→ **Input material**:
______

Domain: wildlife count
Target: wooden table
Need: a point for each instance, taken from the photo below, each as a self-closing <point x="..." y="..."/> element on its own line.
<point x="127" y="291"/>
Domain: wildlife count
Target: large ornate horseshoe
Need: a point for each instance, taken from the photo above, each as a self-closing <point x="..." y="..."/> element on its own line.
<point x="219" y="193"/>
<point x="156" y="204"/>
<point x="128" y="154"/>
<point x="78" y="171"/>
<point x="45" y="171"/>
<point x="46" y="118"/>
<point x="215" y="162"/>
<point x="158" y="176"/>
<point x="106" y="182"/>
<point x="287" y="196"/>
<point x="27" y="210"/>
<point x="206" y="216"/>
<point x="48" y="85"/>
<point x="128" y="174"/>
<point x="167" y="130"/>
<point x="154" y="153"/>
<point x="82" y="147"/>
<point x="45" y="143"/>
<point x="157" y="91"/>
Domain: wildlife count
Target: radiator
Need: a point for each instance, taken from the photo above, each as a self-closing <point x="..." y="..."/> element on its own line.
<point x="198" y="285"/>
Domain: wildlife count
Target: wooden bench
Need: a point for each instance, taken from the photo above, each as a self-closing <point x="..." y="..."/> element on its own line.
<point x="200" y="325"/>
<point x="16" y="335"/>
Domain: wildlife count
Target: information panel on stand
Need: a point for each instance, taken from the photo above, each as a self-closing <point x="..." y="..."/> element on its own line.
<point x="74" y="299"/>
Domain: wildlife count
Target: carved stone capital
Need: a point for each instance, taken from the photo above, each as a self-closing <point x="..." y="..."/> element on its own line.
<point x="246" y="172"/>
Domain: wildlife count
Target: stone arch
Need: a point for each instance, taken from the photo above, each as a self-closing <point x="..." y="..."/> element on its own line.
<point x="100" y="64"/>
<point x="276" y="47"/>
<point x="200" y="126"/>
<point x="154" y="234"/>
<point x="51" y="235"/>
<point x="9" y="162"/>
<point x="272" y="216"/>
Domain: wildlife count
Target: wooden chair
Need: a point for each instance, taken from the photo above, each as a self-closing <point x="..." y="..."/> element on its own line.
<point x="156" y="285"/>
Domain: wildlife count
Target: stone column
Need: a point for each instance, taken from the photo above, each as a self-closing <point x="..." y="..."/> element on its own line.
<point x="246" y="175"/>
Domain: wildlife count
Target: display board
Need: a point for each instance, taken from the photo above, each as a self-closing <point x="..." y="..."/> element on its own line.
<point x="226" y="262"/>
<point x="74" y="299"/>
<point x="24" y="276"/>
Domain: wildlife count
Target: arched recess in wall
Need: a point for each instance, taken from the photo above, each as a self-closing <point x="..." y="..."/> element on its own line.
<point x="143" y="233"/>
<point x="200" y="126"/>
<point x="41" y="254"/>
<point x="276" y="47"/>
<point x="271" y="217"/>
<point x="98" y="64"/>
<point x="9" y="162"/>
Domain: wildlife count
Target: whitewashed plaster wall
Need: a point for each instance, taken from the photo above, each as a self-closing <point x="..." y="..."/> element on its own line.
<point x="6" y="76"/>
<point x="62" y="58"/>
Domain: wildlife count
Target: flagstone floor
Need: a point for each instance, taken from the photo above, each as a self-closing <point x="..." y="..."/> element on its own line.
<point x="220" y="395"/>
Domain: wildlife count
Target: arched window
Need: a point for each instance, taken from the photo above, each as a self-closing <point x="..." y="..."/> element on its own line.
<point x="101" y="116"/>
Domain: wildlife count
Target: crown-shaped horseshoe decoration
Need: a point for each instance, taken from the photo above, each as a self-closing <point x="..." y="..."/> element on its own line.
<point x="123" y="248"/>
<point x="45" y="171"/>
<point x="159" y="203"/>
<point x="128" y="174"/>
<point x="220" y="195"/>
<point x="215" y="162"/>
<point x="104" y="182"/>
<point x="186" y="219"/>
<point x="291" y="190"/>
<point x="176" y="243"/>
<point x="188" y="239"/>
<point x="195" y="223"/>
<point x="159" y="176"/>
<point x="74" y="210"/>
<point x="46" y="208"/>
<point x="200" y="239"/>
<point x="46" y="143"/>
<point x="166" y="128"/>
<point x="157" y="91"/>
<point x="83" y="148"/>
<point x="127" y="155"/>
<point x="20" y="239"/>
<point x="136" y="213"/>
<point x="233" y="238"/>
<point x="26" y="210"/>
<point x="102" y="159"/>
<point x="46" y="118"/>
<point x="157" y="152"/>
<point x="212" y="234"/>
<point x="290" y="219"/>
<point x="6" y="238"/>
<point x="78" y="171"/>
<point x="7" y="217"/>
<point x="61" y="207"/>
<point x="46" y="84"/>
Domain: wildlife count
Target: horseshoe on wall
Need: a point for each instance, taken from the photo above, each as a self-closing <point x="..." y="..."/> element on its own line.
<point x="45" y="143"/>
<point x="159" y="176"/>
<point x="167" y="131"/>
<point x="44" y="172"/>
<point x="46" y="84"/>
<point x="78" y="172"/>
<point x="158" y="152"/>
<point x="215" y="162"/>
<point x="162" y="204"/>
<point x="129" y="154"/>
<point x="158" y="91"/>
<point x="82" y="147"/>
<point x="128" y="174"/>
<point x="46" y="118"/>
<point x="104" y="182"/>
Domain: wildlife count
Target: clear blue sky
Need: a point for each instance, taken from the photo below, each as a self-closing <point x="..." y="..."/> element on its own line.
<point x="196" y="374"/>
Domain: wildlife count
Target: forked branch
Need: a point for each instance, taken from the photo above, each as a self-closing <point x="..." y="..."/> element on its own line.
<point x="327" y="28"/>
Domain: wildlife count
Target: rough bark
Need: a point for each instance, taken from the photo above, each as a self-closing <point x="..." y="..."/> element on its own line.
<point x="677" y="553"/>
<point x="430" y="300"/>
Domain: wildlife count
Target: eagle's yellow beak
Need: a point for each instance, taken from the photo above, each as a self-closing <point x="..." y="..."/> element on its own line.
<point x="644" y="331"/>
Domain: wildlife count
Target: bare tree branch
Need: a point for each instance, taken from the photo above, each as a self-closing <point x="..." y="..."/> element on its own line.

______

Repeat back the data above, exact to the last character.

→ **Exercise answer**:
Domain: wildlife count
Target: wooden table
Need: a point for each instance, taken from the photo below, each as a self-closing <point x="..." y="..."/> element on its own line.
<point x="127" y="291"/>
Domain: wildlife count
Target: large ornate horseshoe
Need: a point for each instance, taken from the photo above, each as a self-closing <point x="..." y="..."/> element on its own line.
<point x="219" y="193"/>
<point x="156" y="204"/>
<point x="128" y="154"/>
<point x="78" y="171"/>
<point x="45" y="171"/>
<point x="46" y="118"/>
<point x="215" y="162"/>
<point x="158" y="176"/>
<point x="106" y="182"/>
<point x="287" y="196"/>
<point x="27" y="210"/>
<point x="206" y="216"/>
<point x="48" y="85"/>
<point x="128" y="174"/>
<point x="167" y="130"/>
<point x="154" y="153"/>
<point x="82" y="147"/>
<point x="45" y="143"/>
<point x="157" y="91"/>
Domain: wildlife count
Target: radiator
Need: a point for each instance, taken from the photo above, each as a self-closing <point x="..." y="..."/> element on its own line.
<point x="198" y="285"/>
Domain: wildlife count
Target: wooden bench
Need: a point for each instance, taken from the photo above, each as a self-closing <point x="..." y="..."/> element on its own line.
<point x="200" y="325"/>
<point x="16" y="335"/>
Domain: wildlife count
Target: information panel on stand
Need: a point for each instance, taken from the photo above, each as a self-closing <point x="..." y="..."/> element on its own line.
<point x="74" y="299"/>
Domain: wildlife count
Target: carved stone capital
Need: a point for each instance, taken from the photo above, each as a self-closing <point x="..." y="..."/> element on its own line.
<point x="246" y="172"/>
Domain: wildlife count
Target: stone arch
Need: a point for each instance, taken from the photo above, each as a self-closing <point x="..." y="..."/> element on its own line.
<point x="100" y="64"/>
<point x="276" y="47"/>
<point x="200" y="126"/>
<point x="154" y="234"/>
<point x="51" y="235"/>
<point x="9" y="162"/>
<point x="272" y="216"/>
Domain: wildlife count
Target: wooden chair
Need: a point for each instance, taken from the photo above, each as a self-closing <point x="..." y="..."/> element on its own line.
<point x="156" y="285"/>
Domain: wildlife count
Target: stone column
Need: a point for each instance, taken from the photo above, each as a self-closing <point x="..." y="..."/> element on its own line.
<point x="246" y="175"/>
Domain: wildlife count
Target: display board
Need: a point for each instance, taken from the photo above, each as a self-closing <point x="..." y="..."/> element on its own line.
<point x="226" y="262"/>
<point x="74" y="299"/>
<point x="24" y="276"/>
Domain: wildlife count
Target: arched recess in wall
Need: a point for each instance, taken from the photo above, each as a self-closing <point x="..." y="..."/> element on its own line.
<point x="143" y="233"/>
<point x="200" y="126"/>
<point x="41" y="254"/>
<point x="276" y="47"/>
<point x="271" y="217"/>
<point x="98" y="64"/>
<point x="9" y="162"/>
Domain: wildlife count
Target: whitewashed plaster wall
Need: a point for each instance, taken from the photo above, each as a self-closing <point x="..." y="..."/> element on its own line.
<point x="6" y="76"/>
<point x="62" y="58"/>
Domain: wildlife count
Target: flagstone floor
Need: a point for each instance, taken from the photo above, each as a self-closing <point x="..." y="..."/> element on its own line.
<point x="220" y="395"/>
Domain: wildlife count
Target: arched window
Need: a point for each instance, taken from the photo above, each as a self-closing <point x="..." y="..."/> element on its own line.
<point x="101" y="116"/>
Domain: wildlife count
Target: crown-shaped horseshoe decoration
Need: a point for each instance, taken from the photo above, each as a self-closing <point x="..." y="..."/> element on its own line.
<point x="123" y="248"/>
<point x="45" y="171"/>
<point x="159" y="203"/>
<point x="128" y="174"/>
<point x="220" y="195"/>
<point x="215" y="162"/>
<point x="104" y="182"/>
<point x="186" y="219"/>
<point x="291" y="190"/>
<point x="176" y="243"/>
<point x="188" y="239"/>
<point x="195" y="223"/>
<point x="159" y="176"/>
<point x="74" y="210"/>
<point x="46" y="208"/>
<point x="200" y="239"/>
<point x="46" y="143"/>
<point x="166" y="128"/>
<point x="157" y="91"/>
<point x="83" y="148"/>
<point x="127" y="155"/>
<point x="20" y="239"/>
<point x="136" y="213"/>
<point x="233" y="238"/>
<point x="26" y="210"/>
<point x="102" y="159"/>
<point x="46" y="118"/>
<point x="157" y="152"/>
<point x="212" y="234"/>
<point x="290" y="219"/>
<point x="6" y="238"/>
<point x="78" y="171"/>
<point x="7" y="217"/>
<point x="61" y="207"/>
<point x="46" y="84"/>
Domain: wildlife count
Target: horseshoe on wall
Need: a point for each instance, taken from the photo above, each as a self-closing <point x="..." y="..."/> element on its own line.
<point x="45" y="143"/>
<point x="159" y="176"/>
<point x="167" y="131"/>
<point x="44" y="172"/>
<point x="46" y="84"/>
<point x="78" y="172"/>
<point x="158" y="152"/>
<point x="215" y="162"/>
<point x="162" y="204"/>
<point x="129" y="154"/>
<point x="158" y="91"/>
<point x="82" y="147"/>
<point x="128" y="174"/>
<point x="46" y="118"/>
<point x="104" y="182"/>
Domain: wildlife count
Target: clear blue sky
Need: a point for each instance, taken from the photo below, each as a self-closing <point x="..." y="..."/> element on its own line.
<point x="196" y="374"/>
Domain: wildlife count
Target: forked branch
Need: a point for each instance, taken from the photo above, each as a self-closing <point x="..." y="..."/> element on its own line.
<point x="327" y="28"/>
Domain: wildlife count
Target: rough bark
Need: a point for each instance, taken from the photo above, each as a self-closing <point x="..." y="..."/> element on its own line.
<point x="677" y="553"/>
<point x="430" y="300"/>
Domain: wildlife count
Target: eagle's yellow beak
Need: a point for each instance, taken from the photo above, each as a self-closing <point x="..." y="..."/> element on its own line.
<point x="644" y="331"/>
Domain: wildlife count
Target: bare tree branch
Need: a point for each instance, taken from the photo above, each as a self-closing <point x="..." y="..."/> element on its own line.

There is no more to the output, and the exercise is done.